[start of EXTRACTED RECORDS]

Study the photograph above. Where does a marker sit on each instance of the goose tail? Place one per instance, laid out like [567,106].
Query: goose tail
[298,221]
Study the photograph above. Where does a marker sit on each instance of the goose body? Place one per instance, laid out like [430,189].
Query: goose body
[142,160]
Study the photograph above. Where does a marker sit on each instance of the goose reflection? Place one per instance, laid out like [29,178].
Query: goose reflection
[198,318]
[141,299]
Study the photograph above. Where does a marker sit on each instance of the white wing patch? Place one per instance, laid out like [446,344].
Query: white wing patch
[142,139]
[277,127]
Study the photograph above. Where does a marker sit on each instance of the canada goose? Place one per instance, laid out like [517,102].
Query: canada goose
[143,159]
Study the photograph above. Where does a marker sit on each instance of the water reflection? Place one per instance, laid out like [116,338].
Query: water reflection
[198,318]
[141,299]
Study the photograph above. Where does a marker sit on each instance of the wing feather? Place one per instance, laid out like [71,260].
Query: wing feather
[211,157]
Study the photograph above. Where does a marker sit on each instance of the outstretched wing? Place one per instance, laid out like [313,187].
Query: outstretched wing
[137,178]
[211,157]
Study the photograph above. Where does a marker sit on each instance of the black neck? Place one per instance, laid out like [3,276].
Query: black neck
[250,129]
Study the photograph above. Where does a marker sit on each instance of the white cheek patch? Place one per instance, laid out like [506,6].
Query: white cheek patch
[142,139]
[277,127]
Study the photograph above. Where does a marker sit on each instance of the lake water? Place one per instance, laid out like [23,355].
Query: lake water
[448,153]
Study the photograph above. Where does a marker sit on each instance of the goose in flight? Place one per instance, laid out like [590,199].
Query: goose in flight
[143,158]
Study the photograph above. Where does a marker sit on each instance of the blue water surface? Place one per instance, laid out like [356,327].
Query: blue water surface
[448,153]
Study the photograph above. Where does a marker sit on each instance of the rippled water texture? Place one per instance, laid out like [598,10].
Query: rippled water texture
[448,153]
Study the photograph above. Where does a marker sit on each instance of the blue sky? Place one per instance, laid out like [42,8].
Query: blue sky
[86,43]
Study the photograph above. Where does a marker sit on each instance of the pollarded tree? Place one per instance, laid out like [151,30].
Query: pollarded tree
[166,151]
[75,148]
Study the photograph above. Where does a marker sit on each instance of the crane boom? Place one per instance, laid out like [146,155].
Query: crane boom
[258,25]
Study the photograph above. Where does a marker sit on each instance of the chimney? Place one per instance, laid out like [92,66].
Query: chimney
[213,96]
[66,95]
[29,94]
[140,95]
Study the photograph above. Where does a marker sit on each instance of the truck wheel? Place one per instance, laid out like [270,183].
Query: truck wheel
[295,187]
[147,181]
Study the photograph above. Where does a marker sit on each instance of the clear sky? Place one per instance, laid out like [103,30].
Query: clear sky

[end of EXTRACTED RECORDS]

● EXERCISE PROMPT:
Every line of the data above should be copied exactly.

● ANSWER TO THIS TASK:
Study the photograph above. Where does a marker sit on each instance of the goose tail? Place one per instance, laid out like [567,106].
Query: goose tail
[298,221]
Study the photograph above. Where does a marker sit on each instance of the goose body? Place one per instance, laid out like [430,189].
Query: goose body
[142,160]
Study the photograph above. Where does a marker sit on each instance of the goose reflection? Place one per instance, laid out like [29,178].
Query: goose reflection
[198,318]
[141,299]
Study the photograph above. Where does a marker sit on each instance of the white wing patch? Place one per instance, laid out like [446,344].
Query: white wing patch
[142,139]
[277,127]
Study the photograph above. Where does a marker sit on each instance of the canada goose? Place one per instance, laid out like [517,102].
Query: canada goose
[143,159]
Study the photograph above. Where does a marker sit on each instance of the water reflection? Place one per instance, laid out like [116,338].
Query: water reflection
[198,318]
[141,299]
Study the photograph above. Where does a marker sit on each instance of the wing feather? Place one per instance, laid out like [71,260].
Query: wing feather
[211,157]
Study the photograph above. Where does a marker sit on each instance of the outstretched wing? Place one per instance, laid out like [313,187].
Query: outstretched wing
[137,178]
[211,157]
Study the photograph above. Where does a marker sit on each instance of the black neck? Place one per instance, laid out like [3,276].
Query: black neck
[250,129]
Study the photograph above. Where does a marker sit on each instance of the white cheek patch? Place one per instance, laid out like [506,6].
Query: white cheek patch
[142,139]
[277,127]
Study the photograph above. Where does a marker sit on each instance of the lake water? Place one per instance, laid out like [23,355].
Query: lake water
[448,153]
Study the photograph above. Where does a marker sit on each instance of the goose in flight? Place one per instance, laid out like [590,199].
Query: goose in flight
[143,158]
Study the photograph above. Where does a marker sit on each instance of the blue water surface? Place one per instance, laid out like [356,327].
Query: blue water surface
[448,153]
Study the photograph above. Where does a marker sit on each instance of the rippled water texture? Place one per instance, laid out like [598,10].
Query: rippled water texture
[448,153]
Study the photograph above. Where does a marker sit on each instance of the blue sky? Place one per instance, laid out like [42,8].
Query: blue sky
[86,43]
Study the photograph above. Where does a marker sit on each instance of the pollarded tree? Place one per instance, laid out like [151,30].
Query: pollarded tree
[166,151]
[75,148]
Study the photograph above. Where does a marker sit on each instance of the crane boom? Place one per instance, laid out like [146,155].
Query: crane boom
[258,25]
Study the photograph above. Where does a marker sit on each instance of the chimney? Place one per instance, laid out like [92,66].
Query: chimney
[213,96]
[66,95]
[29,94]
[140,95]
Study the photograph above. Where does a marker sit on each instance of the truck wheel? Place one per instance, laid out like [270,183].
Query: truck wheel
[295,187]
[147,181]
Study the photograph above. Where does a marker sit on each instance of the clear sky? Place one per instance, laid out like [103,30].
Query: clear sky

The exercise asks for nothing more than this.